### TEXT EXCERPT
•••

Most of the respondents who believe that some sharing with MCOs beyond basic administrative information is acceptable nevertheless feel that many MCOs request more information than they need. Certain items in particular are viewed as troublesome.
Past Substance Abuse. Many of the plans studied request information on past substance abuse, a controversial topic for some providers. For instance, a few said that successful treatment for a substance abuse disorder in the past may have no bearing on a current treatment request for mental health treatment. One clinician gave an example of a patient who had a problem with alcoholism that was successfully treated 20 years before. Although the provider believes this history has no relationship with the patient’s current situation, the information could follow the patient with every treatment request. This provider stated that she usually leaves the question blank in a case like this.
Physical and Sexual Abuse. Three plans request information on physical and sexual abuse. Two plans simply ask the provider to check a box in the symptom checklist indicating whether the patient was a physical or sexual abuse victim or perpetrator. The third plan asks the clinician to provide information on current physical or sexual abuse or neglect. There is a space on the plan’s form for details of the abuse, including whether it had been reported to authorities.
Many providers we spoke are strongly concerned about responding to these questions, particularly for sexual abuse. These providers do not believe that such information is relevant to the approval of care. One clinician said that plans sometimes want detailed information, such as the extent of the abuse and who the perpetrator was. Others mentioned that patients will often not want to disclose information on sexual abuse to the MCO, so the provider tries to complete an authorization request by simply saying, for example, that the patient had a traumatic experience that causing him or her to develop post-traumatic stress disorder.

•••

### ACTIVITY
Please explain why the clinician in the excerpt on MCO information requests usually leaves the past substance abuse question blank when a patient's alcoholism was successfully treated 20 years before. Answer in one to three sentences.

(Point localization data)

•••

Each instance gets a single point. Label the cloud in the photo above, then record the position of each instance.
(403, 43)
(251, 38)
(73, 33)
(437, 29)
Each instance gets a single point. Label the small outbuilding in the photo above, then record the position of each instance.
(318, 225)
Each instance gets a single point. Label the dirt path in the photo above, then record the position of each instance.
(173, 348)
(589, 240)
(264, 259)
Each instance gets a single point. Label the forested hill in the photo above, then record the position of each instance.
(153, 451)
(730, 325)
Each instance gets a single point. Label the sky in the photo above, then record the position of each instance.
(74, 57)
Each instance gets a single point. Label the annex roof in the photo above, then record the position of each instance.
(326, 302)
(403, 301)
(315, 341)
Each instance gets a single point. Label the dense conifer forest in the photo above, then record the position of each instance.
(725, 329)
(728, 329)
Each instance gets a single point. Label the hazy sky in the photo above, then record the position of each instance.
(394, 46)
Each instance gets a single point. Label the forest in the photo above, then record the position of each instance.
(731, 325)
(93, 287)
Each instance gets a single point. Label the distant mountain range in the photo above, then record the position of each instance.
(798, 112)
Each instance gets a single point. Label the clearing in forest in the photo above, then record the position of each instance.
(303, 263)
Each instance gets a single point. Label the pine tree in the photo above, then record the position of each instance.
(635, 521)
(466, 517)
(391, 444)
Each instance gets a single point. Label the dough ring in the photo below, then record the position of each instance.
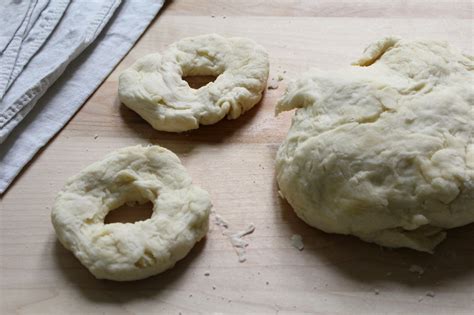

•••

### YOUR RESPONSE
She believes this history has no relationship with the patient's current situation, yet once reported, the information could follow the patient with every treatment request.